Requirement:
The complete set of records should be given again verbatim.

### Data in this exercise ###

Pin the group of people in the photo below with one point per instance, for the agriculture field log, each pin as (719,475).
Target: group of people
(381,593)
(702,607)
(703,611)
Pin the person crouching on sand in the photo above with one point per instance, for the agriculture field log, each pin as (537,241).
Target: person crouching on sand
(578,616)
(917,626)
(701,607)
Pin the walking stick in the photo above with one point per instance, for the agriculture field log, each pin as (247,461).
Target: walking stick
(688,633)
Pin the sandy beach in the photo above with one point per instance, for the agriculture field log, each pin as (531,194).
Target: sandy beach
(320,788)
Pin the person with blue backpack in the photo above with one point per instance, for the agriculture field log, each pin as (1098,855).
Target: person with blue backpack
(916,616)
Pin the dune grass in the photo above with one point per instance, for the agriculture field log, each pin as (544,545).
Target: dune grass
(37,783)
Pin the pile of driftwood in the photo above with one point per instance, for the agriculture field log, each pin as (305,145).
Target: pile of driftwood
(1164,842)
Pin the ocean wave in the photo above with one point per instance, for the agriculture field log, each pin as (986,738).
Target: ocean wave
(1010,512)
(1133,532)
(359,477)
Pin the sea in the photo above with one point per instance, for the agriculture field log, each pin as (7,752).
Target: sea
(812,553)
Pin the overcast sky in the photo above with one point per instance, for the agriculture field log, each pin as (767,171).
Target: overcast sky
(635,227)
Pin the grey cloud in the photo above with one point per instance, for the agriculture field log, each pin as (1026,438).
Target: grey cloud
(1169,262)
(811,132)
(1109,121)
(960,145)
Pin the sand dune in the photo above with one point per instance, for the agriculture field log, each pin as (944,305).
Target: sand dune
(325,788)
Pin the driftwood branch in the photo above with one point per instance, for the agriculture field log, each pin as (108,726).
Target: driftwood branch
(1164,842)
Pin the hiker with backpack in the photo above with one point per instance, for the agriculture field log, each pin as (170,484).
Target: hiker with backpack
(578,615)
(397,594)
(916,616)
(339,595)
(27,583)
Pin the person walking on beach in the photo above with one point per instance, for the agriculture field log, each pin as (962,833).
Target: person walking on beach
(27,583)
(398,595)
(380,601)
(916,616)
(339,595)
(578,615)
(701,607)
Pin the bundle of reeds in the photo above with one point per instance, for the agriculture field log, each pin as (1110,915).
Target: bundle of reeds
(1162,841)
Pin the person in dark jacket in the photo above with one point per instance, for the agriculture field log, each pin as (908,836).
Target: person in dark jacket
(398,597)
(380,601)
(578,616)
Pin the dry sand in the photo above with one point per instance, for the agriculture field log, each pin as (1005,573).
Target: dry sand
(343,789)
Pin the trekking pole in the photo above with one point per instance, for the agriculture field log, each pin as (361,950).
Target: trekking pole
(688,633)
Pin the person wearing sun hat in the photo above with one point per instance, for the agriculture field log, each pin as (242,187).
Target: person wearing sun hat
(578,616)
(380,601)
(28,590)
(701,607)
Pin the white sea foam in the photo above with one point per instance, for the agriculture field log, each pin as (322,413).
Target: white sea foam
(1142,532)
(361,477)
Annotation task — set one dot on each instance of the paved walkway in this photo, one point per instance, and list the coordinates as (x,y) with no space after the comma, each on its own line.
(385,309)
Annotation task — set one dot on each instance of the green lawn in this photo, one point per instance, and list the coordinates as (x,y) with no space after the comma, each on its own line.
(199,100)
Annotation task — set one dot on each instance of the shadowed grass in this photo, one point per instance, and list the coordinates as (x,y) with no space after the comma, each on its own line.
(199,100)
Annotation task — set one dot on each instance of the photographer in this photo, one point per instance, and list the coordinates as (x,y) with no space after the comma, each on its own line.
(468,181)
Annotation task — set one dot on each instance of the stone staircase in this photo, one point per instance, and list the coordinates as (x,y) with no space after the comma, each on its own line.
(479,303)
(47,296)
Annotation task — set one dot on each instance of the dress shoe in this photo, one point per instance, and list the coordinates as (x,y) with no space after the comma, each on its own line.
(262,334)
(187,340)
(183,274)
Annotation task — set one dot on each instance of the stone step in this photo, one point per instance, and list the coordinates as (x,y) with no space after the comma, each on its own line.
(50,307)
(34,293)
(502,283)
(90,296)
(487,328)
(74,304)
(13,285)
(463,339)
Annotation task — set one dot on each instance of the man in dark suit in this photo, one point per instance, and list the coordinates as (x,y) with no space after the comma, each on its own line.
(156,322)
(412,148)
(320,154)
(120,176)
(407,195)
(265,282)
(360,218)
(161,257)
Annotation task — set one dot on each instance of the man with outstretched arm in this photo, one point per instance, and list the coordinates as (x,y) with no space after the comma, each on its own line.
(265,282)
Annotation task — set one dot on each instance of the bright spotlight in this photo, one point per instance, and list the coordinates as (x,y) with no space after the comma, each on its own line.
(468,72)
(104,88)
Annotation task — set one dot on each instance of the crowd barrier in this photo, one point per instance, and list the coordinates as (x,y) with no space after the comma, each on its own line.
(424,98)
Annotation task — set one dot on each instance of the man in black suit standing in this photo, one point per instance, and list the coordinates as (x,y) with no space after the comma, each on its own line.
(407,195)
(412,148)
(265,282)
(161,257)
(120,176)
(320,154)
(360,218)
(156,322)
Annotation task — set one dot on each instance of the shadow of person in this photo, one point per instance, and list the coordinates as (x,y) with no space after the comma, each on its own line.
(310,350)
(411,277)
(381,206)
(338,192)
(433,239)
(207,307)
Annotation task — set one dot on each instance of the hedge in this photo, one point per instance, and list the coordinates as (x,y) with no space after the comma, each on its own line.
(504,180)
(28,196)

###

Reply:
Pin the group of people in the photo below with one point per instance, for the agriculture field log, each pin as (719,475).
Target: group of people
(381,593)
(702,607)
(703,611)
Pin the person crouching on sand in the photo above with one point per instance, for the agriculture field log, each pin as (537,241).
Target: person crouching on sand
(578,616)
(917,626)
(701,607)
Pin the walking stick in the photo above with one point per instance, for the agriculture field log, each pin as (247,461).
Target: walking stick
(688,633)
Pin the sandy beach in the photo above with one point per instance, for the agriculture field log, each pin as (531,194).
Target: sandy beach
(320,788)
Pin the person with blue backpack in the photo above with one point per instance, for the agriculture field log, each pin as (1098,855).
Target: person with blue backpack
(916,616)
Pin the dune grass in the photo above with one point per instance, for the agriculture field log, each pin as (544,545).
Target: dune grass
(37,783)
Pin the pile of driftwood in the photo above with one point per instance, for the agriculture field log, each pin as (305,145).
Target: pile of driftwood
(1164,842)
Pin the ocean wave in the photo above with one point per instance, for the agriculture field log, each pin as (986,738).
Target: ocean wave
(1010,512)
(1133,532)
(359,477)
Pin the sea in the photo above with one point per instance, for the agriculture field log, each pin as (7,752).
Target: sea
(812,553)
Pin the overcast sky in the photo above with one point per instance, for the agriculture field log, each pin as (767,171).
Target: overcast sky
(635,227)
Pin the grey cloud in the photo above with one point per instance, for the agriculture field log, each pin as (1026,438).
Target: grey cloud
(1169,262)
(811,132)
(1109,121)
(960,145)
Pin the sand dune in the photo above with one point per instance, for the agriculture field log, each pin as (944,305).
Target: sand dune
(325,788)
Pin the driftwood branch in the photo above with one point per instance, for the agriculture field log, each pin as (108,726).
Target: driftwood branch
(1164,842)
Pin the hiker with backpack in the photo above with one point per instance, for the agriculture field log, each pin as (170,484).
Target: hiker with backpack
(578,615)
(397,594)
(916,616)
(339,595)
(27,583)
Pin the person walking on beach in the photo above with one point per instance, for the agriculture field log, each pin as (962,833).
Target: person walking on beach
(27,583)
(398,595)
(380,601)
(916,616)
(339,595)
(578,615)
(701,607)
Pin the bundle of reeds in the photo above with one point per instance, for the agriculture field log, each pin as (1110,915).
Target: bundle of reeds
(1162,841)
Pin the person in dark jacket in the photo above with one point per instance, for the agriculture field log, each pin as (908,836).
Target: person in dark jacket
(398,597)
(380,601)
(578,616)
Pin the dry sand in the photo above with one point per instance, for the agriculture field log, each pin as (1005,573).
Target: dry sand
(343,789)
Pin the trekking pole in the photo above with one point per instance, for the agriculture field log, each pin as (361,950).
Target: trekking pole
(688,633)
Pin the person wearing sun hat in the photo above with one point per instance, for the agriculture field log, each pin as (242,187).
Target: person wearing sun hat
(578,616)
(380,601)
(28,590)
(701,607)
Pin the white sea foam in the photo above with one point per instance, for the agriculture field log, each pin as (322,413).
Target: white sea foam
(1142,532)
(361,477)
Annotation task — set one dot on each instance of the paved walkway in this photo, one point per instance, and list the coordinates as (x,y) with no space after the comma, each on its own line.
(385,309)
Annotation task — set one dot on each instance of the green lawn in this photo, one point per instance, and list the coordinates as (x,y) with no space after the comma, each on its own line.
(199,100)
Annotation task — set one dot on each instance of the shadowed grass in this photo, one point per instance, and list the coordinates as (x,y) with no space after the comma, each on its own line.
(199,100)
Annotation task — set one dot on each instance of the photographer in this photo, one point per instance, and list the coordinates as (x,y) with no space after the comma, each on its own line.
(468,181)
Annotation task — set one dot on each instance of the stone staircase in this photo, one point per instance, and list the coordinates as (x,y) with no space after the comma, each on its own line.
(479,303)
(47,296)
Annotation task — set one dot on each instance of the dress shoe in this photo, one point per instance, and list the coordinates as (x,y) with no space after the comma, each on its own line.
(262,334)
(187,340)
(183,274)
Annotation task — set one dot on each instance of the stone step in this photo, one point per instance, and list the coordinates as (x,y) with no space after the comma, each on its own line.
(50,307)
(34,293)
(502,283)
(90,296)
(487,328)
(74,304)
(13,285)
(463,339)
Annotation task — set one dot on each instance of the man in dark suit in this photo, one point per instance, and list the coordinates as (x,y) with no space after the comma, each on its own line.
(156,322)
(412,148)
(320,154)
(120,176)
(407,195)
(265,282)
(360,218)
(161,257)
Annotation task — set one dot on each instance of the man with outstretched arm in this photo, one point per instance, and list the coordinates as (x,y) with no space after the comma, each on its own line.
(265,282)
Annotation task — set one dot on each instance of the bright spotlight in this photo, one point per instance, and list the coordinates as (x,y) with no space after the comma, each on its own line.
(468,72)
(104,88)
Annotation task — set one dot on each instance of the crowd barrier in this photo, one point per instance, and list the coordinates as (x,y) with no space after the comma, each on its own line.
(424,98)
Annotation task — set one dot on each instance of the man in black suit standing in this photo, one point per instance, and list the coordinates as (x,y) with no space after the comma, each on its own line.
(407,195)
(412,148)
(265,282)
(161,257)
(120,176)
(320,154)
(360,218)
(156,322)
Annotation task — set one dot on each instance of the shadow of person in this photo, one point per instance, and list the coordinates as (x,y) with no space after the comma, each on its own line.
(310,350)
(411,277)
(381,206)
(338,192)
(433,239)
(207,307)
Annotation task — set one dot on each instance of the hedge in this photo, one point per instance, and list the coordinates as (x,y) with no space after the comma, each on its own line.
(504,180)
(28,196)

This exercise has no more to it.